BRANO >>
------
Un ragionamento può essere "corretto/valido" ma non "vero". Se affermo che: se "x implica y" e "y implica z" allora "x implica z", si tratta di un ragionamento valido, ma non necessariamente veritiero: "se piove, prendo l'ombrello" e "se prendo l'ombrello, ho l'ombrello" allora "se piove, ho l'ombrello"... ragionamento formalmente valido (vedi sopra) ma che non costituisce un ragionamento "vero" (e, inversamente, il fatto che da premesse false possa derivare correttamente una conclusione vera, non può che far riflettere...). 
Questo per dire che la verità delle proposizioni logiche è ben più problematica di quella matematica (o meglio, della semplice esattezza formale della matematica), perché comporta, per essere applicata, l'attribuzione di valori di verità da parte di un soggetto giudicante (una verità "di ragione" non è una verità "di fatto", per dirla con Leibniz, e sono quelle "di fatto" che ci servono per ragionare di problemi concreti...).
------
(Voci tratte da una raccolta)
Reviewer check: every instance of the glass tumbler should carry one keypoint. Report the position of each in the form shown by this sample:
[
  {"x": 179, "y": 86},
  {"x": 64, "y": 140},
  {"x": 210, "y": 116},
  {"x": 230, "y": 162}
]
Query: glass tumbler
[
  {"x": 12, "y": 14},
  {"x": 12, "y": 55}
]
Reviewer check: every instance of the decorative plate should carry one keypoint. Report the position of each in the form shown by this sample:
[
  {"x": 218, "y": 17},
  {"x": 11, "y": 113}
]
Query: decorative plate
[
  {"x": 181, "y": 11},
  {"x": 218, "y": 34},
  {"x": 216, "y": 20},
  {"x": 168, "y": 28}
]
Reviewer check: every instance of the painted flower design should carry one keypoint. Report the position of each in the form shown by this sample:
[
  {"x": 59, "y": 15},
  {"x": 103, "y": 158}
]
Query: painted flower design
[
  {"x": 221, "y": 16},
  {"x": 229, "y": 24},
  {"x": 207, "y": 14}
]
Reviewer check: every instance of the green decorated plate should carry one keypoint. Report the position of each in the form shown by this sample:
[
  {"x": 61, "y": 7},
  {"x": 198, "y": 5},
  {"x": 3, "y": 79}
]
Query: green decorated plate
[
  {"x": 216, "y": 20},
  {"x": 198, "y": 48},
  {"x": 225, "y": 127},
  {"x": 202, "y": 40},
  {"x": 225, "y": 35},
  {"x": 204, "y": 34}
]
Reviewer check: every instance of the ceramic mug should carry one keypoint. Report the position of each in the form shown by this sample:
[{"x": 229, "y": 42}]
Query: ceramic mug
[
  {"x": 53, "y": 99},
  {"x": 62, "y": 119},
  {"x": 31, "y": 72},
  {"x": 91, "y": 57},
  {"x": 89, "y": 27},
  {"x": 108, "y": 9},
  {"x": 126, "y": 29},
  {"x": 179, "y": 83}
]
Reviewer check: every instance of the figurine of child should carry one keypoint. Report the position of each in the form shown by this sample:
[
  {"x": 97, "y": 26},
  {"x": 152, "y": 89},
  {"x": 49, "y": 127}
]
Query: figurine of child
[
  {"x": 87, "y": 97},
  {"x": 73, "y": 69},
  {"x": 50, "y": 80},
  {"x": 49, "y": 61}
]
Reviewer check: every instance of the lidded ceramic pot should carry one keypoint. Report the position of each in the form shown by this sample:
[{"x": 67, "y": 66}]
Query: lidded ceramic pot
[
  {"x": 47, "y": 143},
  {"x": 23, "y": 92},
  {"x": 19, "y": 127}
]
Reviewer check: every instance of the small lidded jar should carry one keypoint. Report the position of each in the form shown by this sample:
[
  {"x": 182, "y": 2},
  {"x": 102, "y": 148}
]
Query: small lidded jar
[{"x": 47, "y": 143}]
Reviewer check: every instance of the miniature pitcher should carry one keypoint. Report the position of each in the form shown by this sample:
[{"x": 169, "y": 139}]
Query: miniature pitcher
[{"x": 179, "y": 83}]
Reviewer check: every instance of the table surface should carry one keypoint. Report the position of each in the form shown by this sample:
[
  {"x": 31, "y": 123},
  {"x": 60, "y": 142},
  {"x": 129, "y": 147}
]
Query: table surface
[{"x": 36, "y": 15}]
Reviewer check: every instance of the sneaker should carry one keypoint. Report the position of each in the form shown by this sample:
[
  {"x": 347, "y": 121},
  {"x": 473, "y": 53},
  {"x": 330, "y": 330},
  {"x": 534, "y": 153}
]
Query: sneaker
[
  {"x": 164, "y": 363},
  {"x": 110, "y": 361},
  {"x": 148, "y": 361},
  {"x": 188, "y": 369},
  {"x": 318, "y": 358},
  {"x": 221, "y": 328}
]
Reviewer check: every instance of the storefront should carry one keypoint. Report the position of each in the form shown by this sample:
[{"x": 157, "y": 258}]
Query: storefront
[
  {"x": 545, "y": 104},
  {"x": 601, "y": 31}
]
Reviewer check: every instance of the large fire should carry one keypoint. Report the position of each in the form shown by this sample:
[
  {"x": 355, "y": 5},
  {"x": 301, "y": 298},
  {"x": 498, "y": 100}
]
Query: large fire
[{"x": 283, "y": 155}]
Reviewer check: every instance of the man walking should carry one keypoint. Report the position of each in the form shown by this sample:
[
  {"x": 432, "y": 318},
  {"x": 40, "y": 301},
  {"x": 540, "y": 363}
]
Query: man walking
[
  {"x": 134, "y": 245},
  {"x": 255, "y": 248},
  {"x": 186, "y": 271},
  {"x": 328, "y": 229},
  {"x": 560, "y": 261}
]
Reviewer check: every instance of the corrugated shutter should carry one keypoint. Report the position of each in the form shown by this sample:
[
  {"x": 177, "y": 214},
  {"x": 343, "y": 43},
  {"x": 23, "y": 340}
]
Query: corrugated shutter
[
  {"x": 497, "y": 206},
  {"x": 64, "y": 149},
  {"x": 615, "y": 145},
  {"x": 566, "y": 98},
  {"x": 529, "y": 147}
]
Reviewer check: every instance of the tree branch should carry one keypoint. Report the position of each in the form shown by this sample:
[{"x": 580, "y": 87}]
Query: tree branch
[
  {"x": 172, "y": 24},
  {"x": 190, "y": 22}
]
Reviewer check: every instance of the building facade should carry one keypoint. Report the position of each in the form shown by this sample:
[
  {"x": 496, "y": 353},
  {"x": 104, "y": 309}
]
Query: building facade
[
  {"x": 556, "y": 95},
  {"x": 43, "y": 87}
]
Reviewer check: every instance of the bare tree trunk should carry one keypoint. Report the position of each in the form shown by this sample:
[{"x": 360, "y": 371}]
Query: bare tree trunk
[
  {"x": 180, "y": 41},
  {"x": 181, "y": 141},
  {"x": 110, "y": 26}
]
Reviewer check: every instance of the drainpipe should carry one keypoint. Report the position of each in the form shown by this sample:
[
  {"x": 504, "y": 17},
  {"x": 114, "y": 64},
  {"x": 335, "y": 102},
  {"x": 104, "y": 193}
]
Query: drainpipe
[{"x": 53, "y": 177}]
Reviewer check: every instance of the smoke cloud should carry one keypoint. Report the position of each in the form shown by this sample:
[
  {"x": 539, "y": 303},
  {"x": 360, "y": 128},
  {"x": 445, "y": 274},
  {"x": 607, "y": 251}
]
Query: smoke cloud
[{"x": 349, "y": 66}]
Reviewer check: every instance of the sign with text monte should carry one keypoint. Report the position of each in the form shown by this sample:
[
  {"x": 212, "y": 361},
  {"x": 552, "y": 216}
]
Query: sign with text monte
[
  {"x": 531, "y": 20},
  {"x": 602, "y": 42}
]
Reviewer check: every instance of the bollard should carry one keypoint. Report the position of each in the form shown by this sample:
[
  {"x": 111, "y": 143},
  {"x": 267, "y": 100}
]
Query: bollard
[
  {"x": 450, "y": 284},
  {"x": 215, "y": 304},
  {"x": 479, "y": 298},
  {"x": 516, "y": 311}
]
------
ESERCIZI >>
[a] Elenca le tre proposizioni dell'esempio sulla pioggia e sull'ombrello che compaiono nel brano.
[b] Quale pensatore viene citato nel brano a proposito della distinzione tra verità "di ragione" e verità "di fatto"?
[c] Riporta la parte del brano che parte da "Un ragionamento può" e arriva fino a "che far riflettere...).".
Le voci non hanno alcun legame con il brano.

SOLUZIONI >>
[a]
- "se piove, prendo l'ombrello"
- "se prendo l'ombrello, ho l'ombrello"
- "se piove, ho l'ombrello"

[b] Leibniz.

[c]
Un ragionamento può essere "corretto/valido" ma non "vero". Se affermo che: se "x implica y" e "y implica z" allora "x implica z", si tratta di un ragionamento valido, ma non necessariamente veritiero: "se piove, prendo l'ombrello" e "se prendo l'ombrello, ho l'ombrello" allora "se piove, ho l'ombrello"... ragionamento formalmente valido (vedi sopra) ma che non costituisce un ragionamento "vero" (e, inversamente, il fatto che da premesse false possa derivare correttamente una conclusione vera, non può che far riflettere...).